Extract:

Count our feathered friends and help ensure their future

Birders at an Audubon Christmas Bird Count in an earlier age.

Spend the morning in the fields at a Metro Park with birds and birders this December and start a new holiday tradition as you take part in the 118th Annual Audubon Christmas Bird Count (CBC). Counts will be held on Dec 16 at 8am at Inniswood, Dec 16 at 9am at Highbanks, Dec 16 at 10am at Sharon Woods and Dec 31 at 8:30am at Glacier Ridge.

Participation in all counts is free and all are welcome regardless of birding experience. Your participation will help ensure the future of these winged creatures that bring us such joy.

A Wilson’s snipe was a rare winter find at the 2016 CBC. (Adam Brandemihl)

The Audubon Christmas Bird Count, a tradition first proposed by ornithologist Frank M. Chapman on Christmas Day 1900, was created as a counter to the Christmas “side hunt.”

Up through the 19th century, many North Americans participated in the tradition of Christmas “side hunts,” in which they competed at how many birds they could kill, regardless of whether they had any use for the carcasses and whether the birds were beneficial, beautiful, or rare. In December 1900, the U.S. ornithologist Frank Chapman, founder of Bird-Lore (which became Audubon magazine), proposed counting birds on Christmas instead of killing them.

Twenty-seven observers took part in the first CBC in 25 places in the United States and Canada.

Exercise data:
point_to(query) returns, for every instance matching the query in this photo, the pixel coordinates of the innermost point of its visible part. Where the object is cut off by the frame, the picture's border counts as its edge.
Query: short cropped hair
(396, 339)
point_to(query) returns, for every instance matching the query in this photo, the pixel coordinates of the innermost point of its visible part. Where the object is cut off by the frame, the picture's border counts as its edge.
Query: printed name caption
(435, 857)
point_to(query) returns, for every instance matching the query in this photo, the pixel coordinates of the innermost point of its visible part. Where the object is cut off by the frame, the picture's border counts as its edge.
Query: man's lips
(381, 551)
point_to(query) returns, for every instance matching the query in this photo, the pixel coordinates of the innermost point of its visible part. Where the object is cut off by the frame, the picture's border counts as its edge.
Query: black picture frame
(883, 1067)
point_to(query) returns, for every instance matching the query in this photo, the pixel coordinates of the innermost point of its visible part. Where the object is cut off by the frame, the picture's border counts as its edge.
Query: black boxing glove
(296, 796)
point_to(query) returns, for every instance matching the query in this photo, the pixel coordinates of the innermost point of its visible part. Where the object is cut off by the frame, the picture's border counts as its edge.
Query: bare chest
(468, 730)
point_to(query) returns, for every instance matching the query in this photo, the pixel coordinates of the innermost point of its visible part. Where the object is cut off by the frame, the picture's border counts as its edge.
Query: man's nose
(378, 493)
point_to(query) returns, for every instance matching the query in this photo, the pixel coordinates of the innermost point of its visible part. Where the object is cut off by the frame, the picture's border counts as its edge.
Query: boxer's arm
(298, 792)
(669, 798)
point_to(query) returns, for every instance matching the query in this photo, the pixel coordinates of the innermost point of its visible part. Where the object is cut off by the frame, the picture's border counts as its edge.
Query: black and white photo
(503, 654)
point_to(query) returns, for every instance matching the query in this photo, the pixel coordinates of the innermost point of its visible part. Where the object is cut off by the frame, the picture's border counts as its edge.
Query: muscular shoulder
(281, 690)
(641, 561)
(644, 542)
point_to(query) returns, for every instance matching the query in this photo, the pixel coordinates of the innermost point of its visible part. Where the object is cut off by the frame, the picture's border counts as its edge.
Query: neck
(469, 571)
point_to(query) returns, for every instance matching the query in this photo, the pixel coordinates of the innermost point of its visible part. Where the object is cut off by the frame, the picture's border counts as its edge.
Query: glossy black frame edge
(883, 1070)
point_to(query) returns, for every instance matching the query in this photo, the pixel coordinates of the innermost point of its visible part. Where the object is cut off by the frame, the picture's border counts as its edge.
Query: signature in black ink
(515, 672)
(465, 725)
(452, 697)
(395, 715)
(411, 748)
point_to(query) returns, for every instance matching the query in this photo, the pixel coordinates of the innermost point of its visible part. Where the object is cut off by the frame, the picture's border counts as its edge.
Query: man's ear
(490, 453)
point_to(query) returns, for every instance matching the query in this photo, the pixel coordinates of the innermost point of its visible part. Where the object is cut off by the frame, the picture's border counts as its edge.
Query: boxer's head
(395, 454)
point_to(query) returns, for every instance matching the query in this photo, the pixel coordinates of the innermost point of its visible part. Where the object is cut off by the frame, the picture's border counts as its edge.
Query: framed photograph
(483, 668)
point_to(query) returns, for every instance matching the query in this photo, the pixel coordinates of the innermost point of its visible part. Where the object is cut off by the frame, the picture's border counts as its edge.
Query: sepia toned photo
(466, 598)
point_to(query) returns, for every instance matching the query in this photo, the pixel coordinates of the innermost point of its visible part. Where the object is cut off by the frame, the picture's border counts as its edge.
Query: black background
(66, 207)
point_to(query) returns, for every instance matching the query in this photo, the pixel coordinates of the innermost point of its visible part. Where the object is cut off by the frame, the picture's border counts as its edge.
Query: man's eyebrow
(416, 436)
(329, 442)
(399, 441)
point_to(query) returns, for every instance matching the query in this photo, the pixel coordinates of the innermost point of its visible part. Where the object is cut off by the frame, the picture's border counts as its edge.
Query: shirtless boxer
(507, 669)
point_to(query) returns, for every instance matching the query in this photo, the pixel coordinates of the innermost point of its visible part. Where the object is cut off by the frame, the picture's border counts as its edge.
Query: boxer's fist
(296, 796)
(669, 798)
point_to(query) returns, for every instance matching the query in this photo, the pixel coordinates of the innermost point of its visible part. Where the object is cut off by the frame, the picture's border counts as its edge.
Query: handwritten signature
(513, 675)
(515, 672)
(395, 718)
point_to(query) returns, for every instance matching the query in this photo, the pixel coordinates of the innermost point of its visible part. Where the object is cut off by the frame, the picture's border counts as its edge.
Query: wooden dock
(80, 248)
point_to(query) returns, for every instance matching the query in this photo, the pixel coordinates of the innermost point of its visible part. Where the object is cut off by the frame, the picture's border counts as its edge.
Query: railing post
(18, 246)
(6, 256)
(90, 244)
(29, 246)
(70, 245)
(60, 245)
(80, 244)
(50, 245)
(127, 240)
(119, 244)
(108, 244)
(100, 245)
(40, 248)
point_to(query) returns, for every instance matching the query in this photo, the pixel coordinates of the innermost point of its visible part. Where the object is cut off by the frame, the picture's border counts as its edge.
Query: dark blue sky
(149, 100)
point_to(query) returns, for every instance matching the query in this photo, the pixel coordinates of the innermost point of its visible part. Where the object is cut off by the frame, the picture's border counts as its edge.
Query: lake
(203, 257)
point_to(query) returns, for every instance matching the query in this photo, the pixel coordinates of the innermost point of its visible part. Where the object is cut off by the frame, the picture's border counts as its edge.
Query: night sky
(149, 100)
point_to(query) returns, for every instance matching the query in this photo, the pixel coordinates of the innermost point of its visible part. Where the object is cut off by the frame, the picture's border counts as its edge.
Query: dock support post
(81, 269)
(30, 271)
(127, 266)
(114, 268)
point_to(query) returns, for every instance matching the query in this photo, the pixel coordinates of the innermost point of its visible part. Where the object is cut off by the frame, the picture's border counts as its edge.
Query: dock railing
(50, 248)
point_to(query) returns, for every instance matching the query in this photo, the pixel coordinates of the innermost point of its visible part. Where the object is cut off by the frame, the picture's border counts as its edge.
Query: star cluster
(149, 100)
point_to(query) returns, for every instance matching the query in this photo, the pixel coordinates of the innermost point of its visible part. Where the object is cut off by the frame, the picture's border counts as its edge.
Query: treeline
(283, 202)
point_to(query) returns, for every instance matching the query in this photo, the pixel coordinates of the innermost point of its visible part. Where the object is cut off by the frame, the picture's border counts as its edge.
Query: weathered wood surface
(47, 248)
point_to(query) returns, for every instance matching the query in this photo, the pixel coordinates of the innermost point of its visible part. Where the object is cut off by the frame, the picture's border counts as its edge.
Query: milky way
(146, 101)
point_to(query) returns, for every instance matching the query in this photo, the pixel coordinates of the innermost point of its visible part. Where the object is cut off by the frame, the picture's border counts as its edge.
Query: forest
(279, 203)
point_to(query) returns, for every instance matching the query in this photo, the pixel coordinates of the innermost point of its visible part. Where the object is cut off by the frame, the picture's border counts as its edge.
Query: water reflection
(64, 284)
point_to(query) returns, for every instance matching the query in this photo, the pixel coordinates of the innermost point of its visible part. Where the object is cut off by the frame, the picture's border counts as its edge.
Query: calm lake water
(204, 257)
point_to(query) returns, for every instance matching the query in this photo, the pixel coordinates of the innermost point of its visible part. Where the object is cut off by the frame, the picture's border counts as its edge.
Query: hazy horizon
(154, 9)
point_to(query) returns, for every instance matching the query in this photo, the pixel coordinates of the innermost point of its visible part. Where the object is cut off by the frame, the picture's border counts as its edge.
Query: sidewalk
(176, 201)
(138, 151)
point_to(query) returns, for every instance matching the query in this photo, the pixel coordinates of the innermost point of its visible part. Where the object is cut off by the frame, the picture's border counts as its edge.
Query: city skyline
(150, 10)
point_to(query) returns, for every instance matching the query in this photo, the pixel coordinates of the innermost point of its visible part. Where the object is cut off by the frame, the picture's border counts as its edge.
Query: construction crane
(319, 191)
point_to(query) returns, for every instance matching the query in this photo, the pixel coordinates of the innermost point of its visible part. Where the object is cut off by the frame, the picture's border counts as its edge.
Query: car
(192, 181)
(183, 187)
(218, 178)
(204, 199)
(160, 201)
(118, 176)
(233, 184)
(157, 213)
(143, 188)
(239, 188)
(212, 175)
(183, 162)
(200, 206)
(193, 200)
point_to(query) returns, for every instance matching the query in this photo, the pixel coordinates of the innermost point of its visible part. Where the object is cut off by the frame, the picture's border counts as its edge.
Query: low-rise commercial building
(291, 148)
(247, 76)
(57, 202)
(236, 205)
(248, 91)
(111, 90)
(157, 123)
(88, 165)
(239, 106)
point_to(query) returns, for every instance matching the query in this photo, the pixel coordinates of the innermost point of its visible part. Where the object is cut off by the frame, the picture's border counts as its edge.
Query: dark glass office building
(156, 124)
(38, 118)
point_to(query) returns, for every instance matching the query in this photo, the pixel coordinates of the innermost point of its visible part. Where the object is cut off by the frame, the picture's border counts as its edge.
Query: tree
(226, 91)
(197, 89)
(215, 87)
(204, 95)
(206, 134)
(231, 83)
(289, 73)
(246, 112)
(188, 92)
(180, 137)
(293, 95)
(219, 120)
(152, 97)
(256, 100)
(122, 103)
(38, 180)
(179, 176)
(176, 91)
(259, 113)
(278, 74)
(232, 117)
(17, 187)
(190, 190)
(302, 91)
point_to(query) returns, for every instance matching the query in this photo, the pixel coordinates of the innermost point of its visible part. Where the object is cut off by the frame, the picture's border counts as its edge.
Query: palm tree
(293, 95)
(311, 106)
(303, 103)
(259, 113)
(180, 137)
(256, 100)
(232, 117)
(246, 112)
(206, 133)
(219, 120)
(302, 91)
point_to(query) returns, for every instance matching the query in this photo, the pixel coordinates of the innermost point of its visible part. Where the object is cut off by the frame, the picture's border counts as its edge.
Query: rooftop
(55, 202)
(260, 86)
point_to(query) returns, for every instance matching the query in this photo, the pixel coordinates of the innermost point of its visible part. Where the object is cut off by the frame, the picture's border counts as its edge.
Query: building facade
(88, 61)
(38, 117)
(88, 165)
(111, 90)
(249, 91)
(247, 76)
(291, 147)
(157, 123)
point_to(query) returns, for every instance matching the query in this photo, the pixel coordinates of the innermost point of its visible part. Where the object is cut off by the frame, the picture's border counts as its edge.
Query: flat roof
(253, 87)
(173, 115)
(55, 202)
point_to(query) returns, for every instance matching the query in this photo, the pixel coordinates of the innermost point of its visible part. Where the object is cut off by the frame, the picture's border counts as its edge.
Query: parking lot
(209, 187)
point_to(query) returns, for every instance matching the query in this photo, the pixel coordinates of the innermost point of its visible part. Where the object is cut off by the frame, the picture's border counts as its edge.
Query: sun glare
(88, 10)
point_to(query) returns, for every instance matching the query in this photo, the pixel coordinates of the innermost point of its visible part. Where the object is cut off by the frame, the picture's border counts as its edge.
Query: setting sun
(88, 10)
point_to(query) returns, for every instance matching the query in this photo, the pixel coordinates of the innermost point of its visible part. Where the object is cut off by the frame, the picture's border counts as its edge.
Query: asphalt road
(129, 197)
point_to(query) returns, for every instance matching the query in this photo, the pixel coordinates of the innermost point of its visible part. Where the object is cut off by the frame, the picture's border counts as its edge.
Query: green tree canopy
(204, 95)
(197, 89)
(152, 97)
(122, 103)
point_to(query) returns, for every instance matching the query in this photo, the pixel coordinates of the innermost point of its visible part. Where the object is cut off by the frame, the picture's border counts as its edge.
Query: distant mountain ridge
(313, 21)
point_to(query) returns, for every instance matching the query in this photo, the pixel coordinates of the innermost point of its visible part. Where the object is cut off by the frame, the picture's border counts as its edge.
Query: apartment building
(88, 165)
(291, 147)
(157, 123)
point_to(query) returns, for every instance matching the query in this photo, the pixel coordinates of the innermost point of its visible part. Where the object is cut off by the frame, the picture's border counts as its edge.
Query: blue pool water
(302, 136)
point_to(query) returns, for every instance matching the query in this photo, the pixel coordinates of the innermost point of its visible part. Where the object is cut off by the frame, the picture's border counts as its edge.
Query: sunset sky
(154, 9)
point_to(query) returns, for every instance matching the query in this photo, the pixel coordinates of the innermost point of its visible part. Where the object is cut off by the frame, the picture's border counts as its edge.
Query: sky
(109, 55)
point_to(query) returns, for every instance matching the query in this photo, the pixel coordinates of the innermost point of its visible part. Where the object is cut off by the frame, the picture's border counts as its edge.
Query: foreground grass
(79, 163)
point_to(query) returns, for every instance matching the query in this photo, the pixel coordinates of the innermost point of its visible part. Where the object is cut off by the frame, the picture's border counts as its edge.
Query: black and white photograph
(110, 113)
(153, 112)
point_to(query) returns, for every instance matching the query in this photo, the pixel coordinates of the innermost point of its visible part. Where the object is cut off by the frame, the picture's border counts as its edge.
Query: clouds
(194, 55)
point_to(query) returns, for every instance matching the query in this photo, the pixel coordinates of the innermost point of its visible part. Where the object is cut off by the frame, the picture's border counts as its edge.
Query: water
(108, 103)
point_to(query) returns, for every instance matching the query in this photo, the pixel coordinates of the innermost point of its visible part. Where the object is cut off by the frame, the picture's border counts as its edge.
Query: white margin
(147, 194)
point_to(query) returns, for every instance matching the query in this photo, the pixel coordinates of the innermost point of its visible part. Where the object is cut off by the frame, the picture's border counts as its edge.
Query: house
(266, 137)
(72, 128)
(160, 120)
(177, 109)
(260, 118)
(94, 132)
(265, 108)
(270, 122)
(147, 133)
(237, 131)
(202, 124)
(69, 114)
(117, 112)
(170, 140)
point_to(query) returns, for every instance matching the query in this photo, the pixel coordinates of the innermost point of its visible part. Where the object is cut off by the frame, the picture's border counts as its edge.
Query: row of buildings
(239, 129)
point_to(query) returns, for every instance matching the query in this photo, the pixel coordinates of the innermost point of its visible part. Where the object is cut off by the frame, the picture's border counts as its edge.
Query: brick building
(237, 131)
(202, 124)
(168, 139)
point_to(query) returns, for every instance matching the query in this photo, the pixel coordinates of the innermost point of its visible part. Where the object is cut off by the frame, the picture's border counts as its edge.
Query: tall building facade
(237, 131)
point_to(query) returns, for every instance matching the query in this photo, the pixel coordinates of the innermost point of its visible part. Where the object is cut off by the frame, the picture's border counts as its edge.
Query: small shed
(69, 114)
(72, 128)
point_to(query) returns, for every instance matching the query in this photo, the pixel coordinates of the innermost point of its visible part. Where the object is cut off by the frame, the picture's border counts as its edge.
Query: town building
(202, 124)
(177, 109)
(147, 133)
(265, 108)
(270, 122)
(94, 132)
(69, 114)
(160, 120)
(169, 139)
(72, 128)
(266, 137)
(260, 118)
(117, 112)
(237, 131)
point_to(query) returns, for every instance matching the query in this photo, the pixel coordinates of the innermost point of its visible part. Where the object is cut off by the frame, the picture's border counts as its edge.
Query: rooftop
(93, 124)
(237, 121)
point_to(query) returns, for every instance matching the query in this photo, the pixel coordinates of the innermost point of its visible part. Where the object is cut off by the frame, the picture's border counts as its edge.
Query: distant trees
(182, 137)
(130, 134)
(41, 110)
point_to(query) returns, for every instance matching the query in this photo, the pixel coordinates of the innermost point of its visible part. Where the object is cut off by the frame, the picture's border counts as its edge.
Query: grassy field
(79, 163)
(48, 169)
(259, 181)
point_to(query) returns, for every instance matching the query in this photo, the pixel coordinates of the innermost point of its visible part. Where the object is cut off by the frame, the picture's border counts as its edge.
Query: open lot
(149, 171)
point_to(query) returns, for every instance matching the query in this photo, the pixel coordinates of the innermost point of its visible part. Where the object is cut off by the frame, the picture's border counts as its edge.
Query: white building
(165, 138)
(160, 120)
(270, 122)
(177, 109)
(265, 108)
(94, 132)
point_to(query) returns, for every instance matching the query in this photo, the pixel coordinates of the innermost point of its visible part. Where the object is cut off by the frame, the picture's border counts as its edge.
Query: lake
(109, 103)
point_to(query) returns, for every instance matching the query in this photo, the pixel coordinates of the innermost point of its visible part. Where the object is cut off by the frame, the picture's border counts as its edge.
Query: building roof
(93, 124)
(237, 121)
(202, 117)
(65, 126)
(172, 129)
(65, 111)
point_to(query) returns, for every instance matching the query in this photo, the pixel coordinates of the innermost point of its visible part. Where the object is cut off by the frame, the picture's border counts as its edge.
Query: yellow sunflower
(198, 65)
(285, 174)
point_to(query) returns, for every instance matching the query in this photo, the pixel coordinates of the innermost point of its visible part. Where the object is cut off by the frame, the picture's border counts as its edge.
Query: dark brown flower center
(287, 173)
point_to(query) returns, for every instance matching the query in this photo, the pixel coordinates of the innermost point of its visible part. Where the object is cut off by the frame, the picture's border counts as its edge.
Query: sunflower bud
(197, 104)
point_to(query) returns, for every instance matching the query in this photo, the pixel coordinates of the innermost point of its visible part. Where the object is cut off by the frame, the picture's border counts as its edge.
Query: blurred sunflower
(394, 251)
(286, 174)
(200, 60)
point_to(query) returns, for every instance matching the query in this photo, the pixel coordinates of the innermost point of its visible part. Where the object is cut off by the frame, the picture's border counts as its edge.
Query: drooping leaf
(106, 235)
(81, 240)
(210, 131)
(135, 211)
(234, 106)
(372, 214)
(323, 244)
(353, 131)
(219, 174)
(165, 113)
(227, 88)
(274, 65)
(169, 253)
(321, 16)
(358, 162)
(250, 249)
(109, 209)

Check your understanding:
a) According to the bird count article, how many observers took part in the first CBC?
b) From the bird count article, copy word for word the stretch from "A Wilson’s snipe" through "of killing them.".

Task responses:
a) Twenty-seven observers took part.

b)
A Wilson’s snipe was a rare winter find at the 2016 CBC. (Adam Brandemihl)

The Audubon Christmas Bird Count, a tradition first proposed by ornithologist Frank M. Chapman on Christmas Day 1900, was created as a counter to the Christmas “side hunt.”

Up through the 19th century, many North Americans participated in the tradition of Christmas “side hunts,” in which they competed at how many birds they could kill, regardless of whether they had any use for the carcasses and whether the birds were beneficial, beautiful, or rare. In December 1900, the U.S. ornithologist Frank Chapman, founder of Bird-Lore (which became Audubon magazine), proposed counting birds on Christmas instead of killing them.